* [Exercise details]
Return all entries below exactly. Skip nothing.

* [Entries provided]
[Start of Attachment]

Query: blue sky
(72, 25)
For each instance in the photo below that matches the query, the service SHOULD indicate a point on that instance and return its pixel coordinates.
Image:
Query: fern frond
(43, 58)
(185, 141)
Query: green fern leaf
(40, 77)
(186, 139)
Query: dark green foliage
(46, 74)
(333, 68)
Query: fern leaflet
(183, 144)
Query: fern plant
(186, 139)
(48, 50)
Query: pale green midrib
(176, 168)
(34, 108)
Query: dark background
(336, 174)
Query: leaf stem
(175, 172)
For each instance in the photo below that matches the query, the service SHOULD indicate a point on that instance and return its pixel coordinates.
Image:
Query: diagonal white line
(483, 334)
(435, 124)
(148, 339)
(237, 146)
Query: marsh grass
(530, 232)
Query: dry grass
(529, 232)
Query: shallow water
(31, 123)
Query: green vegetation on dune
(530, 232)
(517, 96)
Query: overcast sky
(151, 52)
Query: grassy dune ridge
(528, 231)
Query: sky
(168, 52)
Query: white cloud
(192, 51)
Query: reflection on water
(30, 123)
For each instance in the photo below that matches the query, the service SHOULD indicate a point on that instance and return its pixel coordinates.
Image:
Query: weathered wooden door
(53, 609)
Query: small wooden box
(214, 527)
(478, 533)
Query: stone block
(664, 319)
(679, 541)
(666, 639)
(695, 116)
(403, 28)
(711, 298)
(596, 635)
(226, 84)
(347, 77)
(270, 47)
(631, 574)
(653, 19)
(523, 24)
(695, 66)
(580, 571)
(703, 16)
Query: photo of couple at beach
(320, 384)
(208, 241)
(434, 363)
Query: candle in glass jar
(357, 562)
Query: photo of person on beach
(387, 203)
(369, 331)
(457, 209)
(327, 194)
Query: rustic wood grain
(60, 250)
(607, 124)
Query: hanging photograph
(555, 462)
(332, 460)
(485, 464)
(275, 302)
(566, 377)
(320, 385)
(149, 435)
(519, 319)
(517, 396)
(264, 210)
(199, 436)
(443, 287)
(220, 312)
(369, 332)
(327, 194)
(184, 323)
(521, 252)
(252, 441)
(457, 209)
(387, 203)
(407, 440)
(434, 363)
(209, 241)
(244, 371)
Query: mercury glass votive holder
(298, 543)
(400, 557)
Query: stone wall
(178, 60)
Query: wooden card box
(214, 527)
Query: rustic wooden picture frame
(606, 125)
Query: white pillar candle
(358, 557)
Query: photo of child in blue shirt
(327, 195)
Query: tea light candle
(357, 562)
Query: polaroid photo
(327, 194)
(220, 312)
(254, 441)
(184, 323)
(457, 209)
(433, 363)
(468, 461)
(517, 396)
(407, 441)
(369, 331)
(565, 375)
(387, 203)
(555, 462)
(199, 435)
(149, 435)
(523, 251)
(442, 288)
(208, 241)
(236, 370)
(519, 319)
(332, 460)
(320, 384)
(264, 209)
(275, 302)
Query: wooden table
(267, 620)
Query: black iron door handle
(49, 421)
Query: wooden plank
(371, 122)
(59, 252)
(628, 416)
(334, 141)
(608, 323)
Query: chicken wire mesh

[End of Attachment]

* [Exercise result]
Query: blue sky
(72, 25)
For each instance in the photo below that matches the query, the service SHOULD indicate a point on that instance and return its pixel coordinates.
Image:
Query: fern frond
(43, 58)
(185, 141)
Query: green fern leaf
(40, 77)
(186, 139)
Query: dark green foliage
(46, 74)
(333, 68)
Query: fern leaflet
(183, 144)
Query: fern plant
(186, 139)
(48, 50)
Query: pale green midrib
(176, 168)
(34, 108)
Query: dark background
(336, 174)
Query: leaf stem
(175, 172)
For each instance in the photo below that matches the query, the service SHOULD indicate a point on that instance and return its pixel coordinates.
Image:
Query: diagonal white line
(483, 334)
(435, 124)
(148, 339)
(237, 146)
Query: marsh grass
(530, 232)
Query: dry grass
(529, 232)
Query: shallow water
(31, 123)
Query: green vegetation on dune
(530, 232)
(517, 96)
Query: overcast sky
(151, 52)
Query: grassy dune ridge
(528, 231)
Query: sky
(168, 52)
Query: white cloud
(192, 51)
Query: reflection on water
(30, 123)
For each instance in the photo below that matches the query, the service SHOULD indicate a point on that instance and return its pixel coordinates.
Image:
Query: weathered wooden door
(53, 609)
Query: small wooden box
(214, 527)
(478, 533)
Query: stone block
(664, 319)
(679, 541)
(666, 639)
(695, 116)
(403, 28)
(711, 298)
(596, 635)
(226, 84)
(347, 77)
(270, 47)
(631, 574)
(653, 19)
(523, 24)
(695, 66)
(580, 571)
(703, 16)
Query: photo of couple at beach
(320, 384)
(208, 241)
(434, 363)
Query: candle in glass jar
(357, 562)
Query: photo of person on beach
(387, 203)
(369, 331)
(457, 209)
(327, 194)
Query: rustic wood grain
(60, 250)
(607, 124)
Query: hanging photograph
(555, 462)
(332, 460)
(485, 464)
(275, 302)
(566, 377)
(320, 385)
(149, 435)
(519, 319)
(517, 396)
(264, 210)
(199, 436)
(443, 287)
(220, 312)
(369, 332)
(327, 194)
(184, 323)
(521, 252)
(252, 441)
(457, 209)
(387, 203)
(407, 440)
(434, 363)
(209, 241)
(244, 371)
Query: mercury glass votive holder
(298, 543)
(400, 557)
Query: stone wall
(178, 60)
Query: wooden card box
(214, 527)
Query: rustic wooden picture frame
(606, 125)
Query: white pillar candle
(358, 557)
Query: photo of child in blue shirt
(327, 195)
Query: tea light candle
(357, 562)
Query: polaroid photo
(327, 194)
(220, 312)
(254, 441)
(184, 323)
(457, 209)
(433, 363)
(468, 461)
(517, 396)
(407, 441)
(369, 331)
(565, 375)
(387, 203)
(555, 462)
(199, 435)
(149, 435)
(523, 251)
(442, 288)
(208, 241)
(236, 370)
(519, 319)
(332, 460)
(320, 384)
(264, 209)
(275, 302)
Query: wooden table
(267, 620)
Query: black iron door handle
(49, 421)
Query: wooden plank
(371, 122)
(59, 252)
(628, 416)
(334, 141)
(608, 323)
Query: chicken wire mesh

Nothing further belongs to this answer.